Le Premier ministre a annoncé ce 4 décembre la suspension pour six mois de plusieurs mesures fiscales touchant la transition énergétique pour "ramener l'apaisement". Il n'a toutefois réussi à convaincre ni l'opposition, ni les protestataires, pas plus que les associations environnementales qui y voient une "mauvaise nouvelle" pour la planète.

Englué dans une crise qui a atteint un paroxysme samedi 1er décembre, l'exécutif a fait des concessions, espérant qu'elles suffiront à calmer la colère qui secoue le pays et suscite la stupeur dans le reste du monde depuis trois semaines. Un plan de sortie de crise a été acté lundi soir à l'Élysée lors d'une réunion interministérielle. Envoyé en première ligne, c'est le Premier ministre, Édouard Philippe, qui, dans une déclaration depuis l'hôtel Matignon ce 4 décembre, a décliné les trois mesures censées "ramener l'apaisement et la sérénité dans le pays". Cible de toutes les critiques depuis la première journée de mobilisation contre la hausse des taxes sur les carburants, le 17 novembre, Emmanuel Macron a, lui, brièvement reçu un "gilet jaune" à l'Élysée mardi.
"Cette colère, il faudrait être sourd ou aveugle pour ne pas l'entendre ou la voir, a déclaré Édouard Philippe. J'en mesure la force et la gravité. C'est la colère des Français qui sont dos au mur (…). Cette colère prend sa source dans une profonde injustice, celle de ne pas pouvoir vivre de son travail." "J'ai beaucoup consulté ces dernières semaines. J'ai écouté les Français et leurs représentants. J'en tire deux conclusions : les Français qui ont enfilé un gilet jaune aiment leur pays, ils veulent que les impôts baissent et que le travail paye. C'est aussi ce que nous voulons", a ajouté le Premier ministre. Mais "l'État est garant de l'ordre public" et "aucune taxe ne mérite de mettre en danger l'unité de la Nation", a-t-il souligné.

Moratoire sur la hausse de trois mesures de fiscalité énergétique

C'est donc "dans un souci d'apaisement" et pour répondre à "une demande exprimée par à peu près tous les interlocuteurs" qu'il a reçus ces derniers jours qu'a été décidée la suspension "pour une durée de six mois" de trois mesures fiscales qui devaient entrer en vigueur le 1er janvier. Au coeur des revendications des "gilets jaunes" depuis le début du mouvement, la hausse de la taxe carbone de trois centimes sur l'essence et de six centimes sur le diesel n'aura donc pas lieu dès le début de l'année. Le gouvernement renonce également pour la même durée à la convergence fiscale du diesel et de l'essence, c'est-à-dire à davantage taxer le diesel, jugé plus néfaste pour l'environnement, afin de le rendre plus onéreux que l'essence. Enfin, Édouard Philippe a suspendu une troisième mesure, elle aussi source de crispation : l'augmentation des taxes prévues sur le gazole non routier (GNR) utilisé notamment par les entreprises de travaux publics. Selon le gouvernement, ces hausses auraient dû rapporter trois milliards d'euros sur l'ensemble de l'année 2019 dans les caisses de l'État, soit un manque à gagner de 1,5 milliard pour le report de six mois. Ces mesures "ne s'appliqueront pas avant d'être débattues par toutes les parties prenantes" afin de trouver dans ce laps de temps "des mesures d'accompagnement justes et efficaces", a affirmé Édouard Philippe, assurant être prêt à "en tirer les conséquences" si ce n'est pas le cas.

_Consigne_
Pouvez-vous recopier le passage du texte sur la suspension des taxes énergétiques, de « Le Premier ministre a » jusqu'à « pour la planète. », en changeant « protestataires » en « manifestants » ?

_Données_
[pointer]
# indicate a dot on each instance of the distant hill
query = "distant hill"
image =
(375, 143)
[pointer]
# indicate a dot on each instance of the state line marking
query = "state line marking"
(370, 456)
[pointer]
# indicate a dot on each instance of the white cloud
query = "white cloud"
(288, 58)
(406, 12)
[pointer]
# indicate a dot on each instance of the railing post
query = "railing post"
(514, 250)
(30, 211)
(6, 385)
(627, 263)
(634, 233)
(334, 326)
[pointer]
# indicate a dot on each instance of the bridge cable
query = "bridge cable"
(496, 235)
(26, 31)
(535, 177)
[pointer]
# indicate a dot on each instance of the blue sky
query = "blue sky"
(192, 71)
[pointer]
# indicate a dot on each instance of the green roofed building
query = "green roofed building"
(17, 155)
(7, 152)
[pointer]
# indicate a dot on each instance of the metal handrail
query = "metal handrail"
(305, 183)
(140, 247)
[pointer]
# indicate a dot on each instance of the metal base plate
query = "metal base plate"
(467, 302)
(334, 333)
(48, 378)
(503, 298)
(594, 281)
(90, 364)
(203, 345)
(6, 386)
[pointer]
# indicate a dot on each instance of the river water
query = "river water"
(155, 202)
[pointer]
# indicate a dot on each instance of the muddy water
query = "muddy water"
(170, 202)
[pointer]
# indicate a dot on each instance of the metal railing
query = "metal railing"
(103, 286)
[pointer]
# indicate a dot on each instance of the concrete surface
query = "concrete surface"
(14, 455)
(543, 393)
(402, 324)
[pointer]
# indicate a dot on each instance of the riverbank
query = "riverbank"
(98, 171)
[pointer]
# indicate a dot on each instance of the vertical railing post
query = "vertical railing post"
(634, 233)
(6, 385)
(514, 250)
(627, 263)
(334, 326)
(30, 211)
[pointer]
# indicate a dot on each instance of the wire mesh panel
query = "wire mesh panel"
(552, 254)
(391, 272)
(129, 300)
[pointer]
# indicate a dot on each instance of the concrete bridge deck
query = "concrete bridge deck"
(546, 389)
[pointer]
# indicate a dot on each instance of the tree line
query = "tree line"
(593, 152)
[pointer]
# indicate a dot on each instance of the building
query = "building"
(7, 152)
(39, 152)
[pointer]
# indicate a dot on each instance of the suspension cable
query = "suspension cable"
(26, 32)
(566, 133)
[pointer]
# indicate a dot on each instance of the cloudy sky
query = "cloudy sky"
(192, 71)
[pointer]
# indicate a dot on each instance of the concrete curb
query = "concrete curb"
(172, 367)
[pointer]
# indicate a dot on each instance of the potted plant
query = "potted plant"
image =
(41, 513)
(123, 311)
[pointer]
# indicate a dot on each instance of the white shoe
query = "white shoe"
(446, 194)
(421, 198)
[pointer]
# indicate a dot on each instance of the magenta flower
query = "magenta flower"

_Réponse_
Le Premier ministre a annoncé ce 4 décembre la suspension pour six mois de plusieurs mesures fiscales touchant la transition énergétique pour "ramener l'apaisement". Il n'a toutefois réussi à convaincre ni l'opposition, ni les manifestants, pas plus que les associations environnementales qui y voient une "mauvaise nouvelle" pour la planète.